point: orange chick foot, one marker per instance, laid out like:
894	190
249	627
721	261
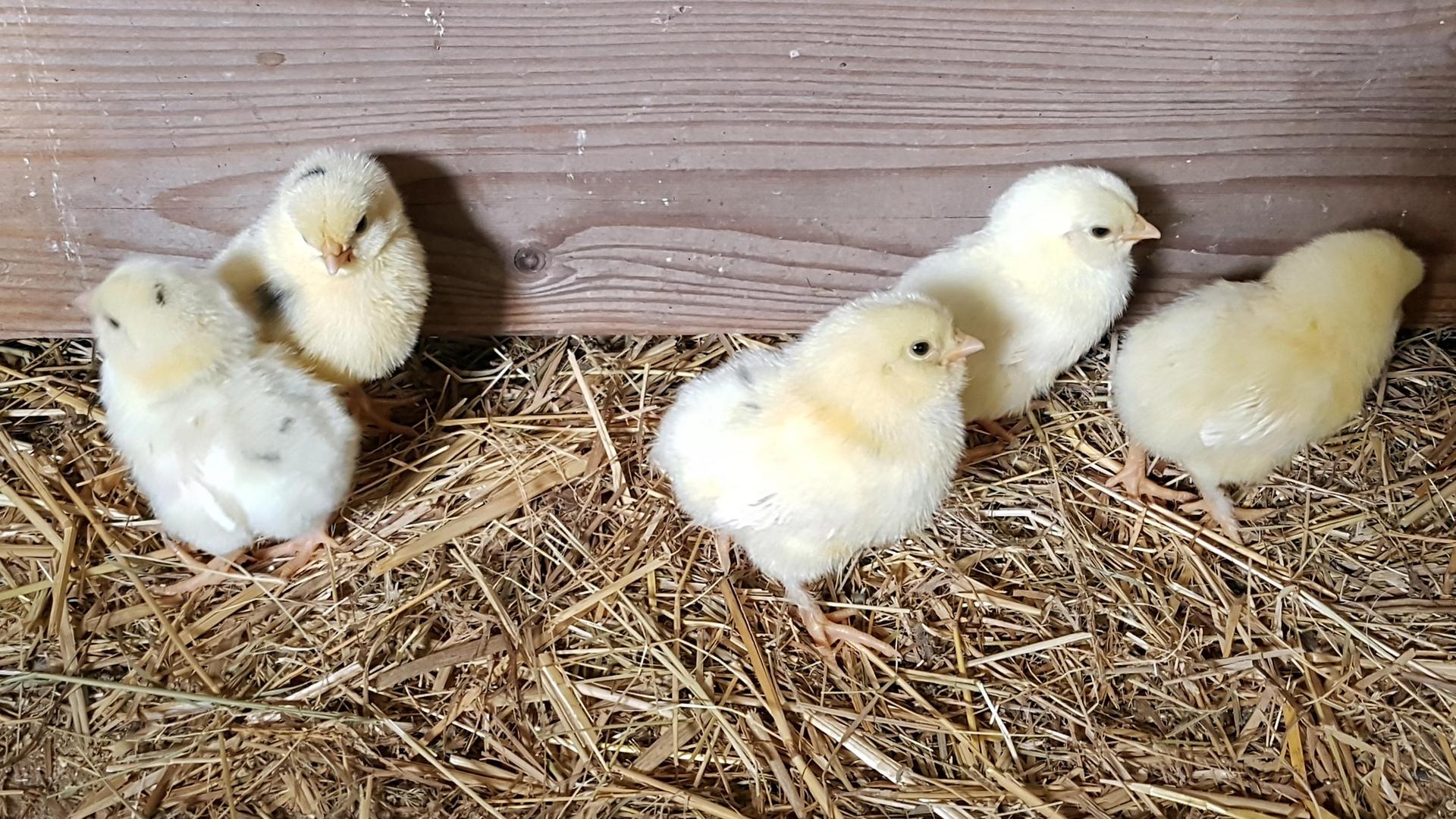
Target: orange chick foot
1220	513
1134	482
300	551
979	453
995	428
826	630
==
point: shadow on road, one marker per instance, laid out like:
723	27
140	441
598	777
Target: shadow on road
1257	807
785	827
* * *
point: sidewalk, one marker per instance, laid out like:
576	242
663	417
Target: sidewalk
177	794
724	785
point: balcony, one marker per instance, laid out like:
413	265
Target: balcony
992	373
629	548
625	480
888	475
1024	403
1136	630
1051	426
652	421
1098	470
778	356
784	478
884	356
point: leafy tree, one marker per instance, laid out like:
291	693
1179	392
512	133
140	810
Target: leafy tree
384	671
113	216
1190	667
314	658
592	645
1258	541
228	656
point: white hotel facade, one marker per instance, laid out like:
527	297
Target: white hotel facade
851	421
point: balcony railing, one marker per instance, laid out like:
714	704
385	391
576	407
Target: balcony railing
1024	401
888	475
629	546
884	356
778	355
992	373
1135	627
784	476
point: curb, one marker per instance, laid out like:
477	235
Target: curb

▶ **What this task involves**
Report all lines of the material that contain the word "curb".

▶ **Written reply**
point: curb, one marker per instance, laid out like:
Target: curb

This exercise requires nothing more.